◆ **Passage**
++++++

# Working with Metrics
fgumi commands produce structured metrics files for quality control and analysis. This guide covers the file formats, terminology, and how to work with the outputs.
## Commands that Produce Metrics
| `filter` | Filtering pass/fail statistics | `--stats` |
| `simplex` | Consensus calling statistics | `--stats` |
| `duplex` | Consensus calling statistics | `--stats` |
| `codec` | Consensus calling statistics | `--stats` |
| `dedup` | Deduplication metrics and family size histogram | `--metrics`, `--family-size-histogram` |
| `duplex-metrics` | Comprehensive duplex QC metrics | `--output` (prefix) |
| `simplex-metrics` | Comprehensive simplex QC metrics | `--output` (prefix) |
| `group` | Family sizes, grouping metrics, position group sizes | `--metrics` (prefix), `--family-size-histogram`, `--grouping-metrics` |
See the [Metrics Reference](../metrics/README.md) for field-level documentation of each metric type.

++++++

◆ **Data section**
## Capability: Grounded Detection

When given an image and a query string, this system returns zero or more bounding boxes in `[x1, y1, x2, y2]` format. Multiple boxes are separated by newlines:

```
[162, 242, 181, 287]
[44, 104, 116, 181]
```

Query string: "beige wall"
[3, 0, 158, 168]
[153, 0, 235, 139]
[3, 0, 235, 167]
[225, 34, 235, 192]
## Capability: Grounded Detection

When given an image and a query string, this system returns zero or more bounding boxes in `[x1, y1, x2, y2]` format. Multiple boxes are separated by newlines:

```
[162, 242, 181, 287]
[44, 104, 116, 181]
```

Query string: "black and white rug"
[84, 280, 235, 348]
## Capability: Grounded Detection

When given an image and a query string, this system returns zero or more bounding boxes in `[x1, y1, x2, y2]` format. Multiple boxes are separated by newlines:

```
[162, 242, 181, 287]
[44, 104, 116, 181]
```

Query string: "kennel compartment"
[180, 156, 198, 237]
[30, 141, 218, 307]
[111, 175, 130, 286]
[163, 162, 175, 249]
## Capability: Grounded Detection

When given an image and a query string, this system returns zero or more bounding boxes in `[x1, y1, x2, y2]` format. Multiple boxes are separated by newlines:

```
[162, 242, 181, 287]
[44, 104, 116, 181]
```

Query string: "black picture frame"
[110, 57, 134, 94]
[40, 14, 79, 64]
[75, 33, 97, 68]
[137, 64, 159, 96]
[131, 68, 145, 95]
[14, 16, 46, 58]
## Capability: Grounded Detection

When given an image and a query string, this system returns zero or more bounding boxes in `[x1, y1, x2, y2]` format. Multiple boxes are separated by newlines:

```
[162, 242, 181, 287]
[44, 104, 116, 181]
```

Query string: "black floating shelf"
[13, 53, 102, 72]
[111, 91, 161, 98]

++++++

◆ **Activity**
In the metrics guide, which options does the `dedup` command use to write its metrics output?

◆ **Answer for this exercise**
`--metrics` and `--family-size-histogram`